Evolutionary biologist Richard Dawkins wrote a book called "The Selfish Gene" in the 1970s. Dawkins' book reframed evolution by pointing out that natural selection favors the passing on of genes, not the organism itself.
Once an organism has successfully reproduced, natural selection doesn't care what happens after. This explains why certain strange traits continue to exist — traits that seem to cause harm to the organism but benefit the genes.
In some spider species, the female eats the male after mating. As far as natural selection is concerned, a male spider that dies 30 seconds after mating is just as successful as one that lives a full, rich life.
Altruism and Kinship
Since the publication of "The Selfish Gene," most biologists agree that Dawkins' ideas explain a great deal about natural selection, but they don't answer everything. One of the main sticking points is altruism.
Why do people (and many animal species) do good things for others, even when it offers no direct benefit to themselves? Research has shown that this behavior is instinctive and appears without cultural training in human infants [source: Barragan et al.]. It also appears in some primate species. Why would natural selection favor an instinct to help others?
One theory revolves around kinship. People who are related to you share many of your genes. Helping them could help ensure that some of your genes are passed down. Imagine two families of early humans, both competing for the same food sources.
One family has alleles for altruism — they help each other hunt and share food. The other family doesn't — they hunt separately, and each human only eats whatever he can catch. The cooperative group is more likely to achieve reproductive success, passing along the alleles for altruism.
Biologists are also exploring a concept known as the superorganism. It's basically an organism made out of many smaller organisms. The model superorganism is the insect colony.
In an ant colony, only the queen and a few males will ever pass their genes to the next generation. Thousands of other ants spend their entire lives as workers or drones with absolutely no chance of passing on their genes directly. Yet they work to contribute to the success of the colony.
In terms of the "selfish gene," this doesn't make a whole lot of sense. But if you look at an insect colony as a single organism made up of many small parts (the ants), it does. Each ant works to ensure the reproductive success of the colony as a whole. Some scientists think the superorganism concept can be used to explain some aspects of human evolution [source: Keim].
Vestigial and Atavistic Traits
All organisms carry traits that no longer confer any real benefit to them in terms of natural selection. If the trait doesn't harm the organism, then natural selection won't weed it out, so these traits stick around for generations. The result: organs and behaviors that no longer serve their original purpose. These traits are called vestigial.
There are many examples in the human body alone. The tailbone is the remnant of an ancestor's tail, and the ability to wiggle your ears is leftover from an earlier primate that was able to move their ears around to pinpoint sounds.
Plants have vestigial traits as well. Many plants that once reproduced sexually (requiring pollination by insects) evolved the ability to reproduce asexually. They no longer need insects to pollinate them, but they still produce flowers, which were originally needed to entice insects to visit the plant.
Sometimes, a mutation causes a vestigial trait to express itself more fully. This is known as an atavism. Humans are sometimes born with small tails. It's fairly common to find whales with hind legs. Sometimes snakes have the equivalent of toenails, even though they don't have toes. Or feet.

Extracted data —
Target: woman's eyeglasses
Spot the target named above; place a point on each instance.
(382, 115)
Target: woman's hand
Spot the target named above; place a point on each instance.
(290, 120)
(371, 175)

To do — Name every example of an atavism that the text on natural selection gives.

Solution to this problem —
- Humans sometimes born with small tails
- Whales with hind legs
- Snakes with the equivalent of toenails, even though they have no toes or feet